- **Task brief**: Please rewrite the listing below with every "large pork rib roast" changed to "whole roast chicken" and all else unchanged, leaving the pictures out of your answer.

[START Raw data]

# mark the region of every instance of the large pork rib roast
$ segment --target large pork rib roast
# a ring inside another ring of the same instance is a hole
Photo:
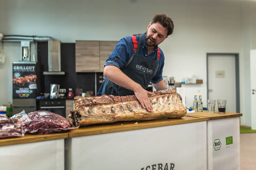
[[[103,95],[75,101],[68,115],[73,124],[83,126],[119,121],[152,120],[159,118],[180,118],[187,113],[174,89],[155,91],[148,95],[152,112],[143,108],[134,95]]]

[END Raw data]

- **Exercise solution**:
# mark the region of every instance of the whole roast chicken
$ segment --target whole roast chicken
# a ring inside another ring of the same instance is a hole
Photo:
[[[103,95],[75,101],[68,115],[73,124],[83,126],[119,121],[152,120],[159,118],[180,118],[187,113],[174,89],[155,91],[148,95],[152,112],[143,108],[134,95]]]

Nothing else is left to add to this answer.